(Exercise)
Each entry is to be restated word for word, with nothing omitted.

**** Data records ****

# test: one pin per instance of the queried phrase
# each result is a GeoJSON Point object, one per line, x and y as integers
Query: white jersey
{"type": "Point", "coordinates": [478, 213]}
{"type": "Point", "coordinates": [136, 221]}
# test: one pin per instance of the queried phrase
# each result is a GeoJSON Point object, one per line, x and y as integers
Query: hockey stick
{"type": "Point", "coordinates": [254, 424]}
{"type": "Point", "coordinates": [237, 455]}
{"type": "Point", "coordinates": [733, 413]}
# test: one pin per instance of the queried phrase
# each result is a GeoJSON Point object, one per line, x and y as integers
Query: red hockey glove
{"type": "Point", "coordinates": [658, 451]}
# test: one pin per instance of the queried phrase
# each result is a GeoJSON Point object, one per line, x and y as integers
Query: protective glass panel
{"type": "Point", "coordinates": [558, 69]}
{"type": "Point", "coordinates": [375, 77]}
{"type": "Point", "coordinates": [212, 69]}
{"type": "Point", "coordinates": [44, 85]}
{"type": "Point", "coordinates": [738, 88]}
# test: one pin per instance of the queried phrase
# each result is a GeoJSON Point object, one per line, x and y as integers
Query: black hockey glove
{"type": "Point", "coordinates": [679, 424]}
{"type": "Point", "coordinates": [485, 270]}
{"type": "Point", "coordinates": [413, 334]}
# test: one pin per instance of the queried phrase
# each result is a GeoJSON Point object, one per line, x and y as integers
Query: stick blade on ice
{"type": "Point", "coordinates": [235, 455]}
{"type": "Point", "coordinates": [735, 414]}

****

(Worked solution)
# test: one pin per instance of the queried phrase
# each result is a GeoJSON Point object, one per line, x and y as integers
Query: white jersey
{"type": "Point", "coordinates": [478, 213]}
{"type": "Point", "coordinates": [136, 221]}
# test: one pin per instance of the queried phrase
# each result is a GeoJSON Point object, one per line, x and y as integers
Query: hockey stick
{"type": "Point", "coordinates": [254, 424]}
{"type": "Point", "coordinates": [237, 455]}
{"type": "Point", "coordinates": [733, 413]}
# test: one pin per instance of the queried phrase
# each result is a GeoJSON Point object, one per line, x and y as integers
Query: red hockey glove
{"type": "Point", "coordinates": [658, 451]}
# test: one pin per instance of the queried phrase
# each result is a GeoJSON Point object, one per line, x and y as integers
Query: protective glass panel
{"type": "Point", "coordinates": [558, 69]}
{"type": "Point", "coordinates": [375, 77]}
{"type": "Point", "coordinates": [212, 69]}
{"type": "Point", "coordinates": [44, 85]}
{"type": "Point", "coordinates": [738, 88]}
# test: one pin per instance of the queried phrase
# each result is a GeoJSON Point object, one per line, x and y as integers
Query: black hockey glove
{"type": "Point", "coordinates": [679, 424]}
{"type": "Point", "coordinates": [485, 270]}
{"type": "Point", "coordinates": [413, 334]}
# test: one pin per instance of the queried phrase
# each result is a GeoJSON Point object, one per line, x and y as integers
Query: stick blade on ice
{"type": "Point", "coordinates": [235, 455]}
{"type": "Point", "coordinates": [735, 414]}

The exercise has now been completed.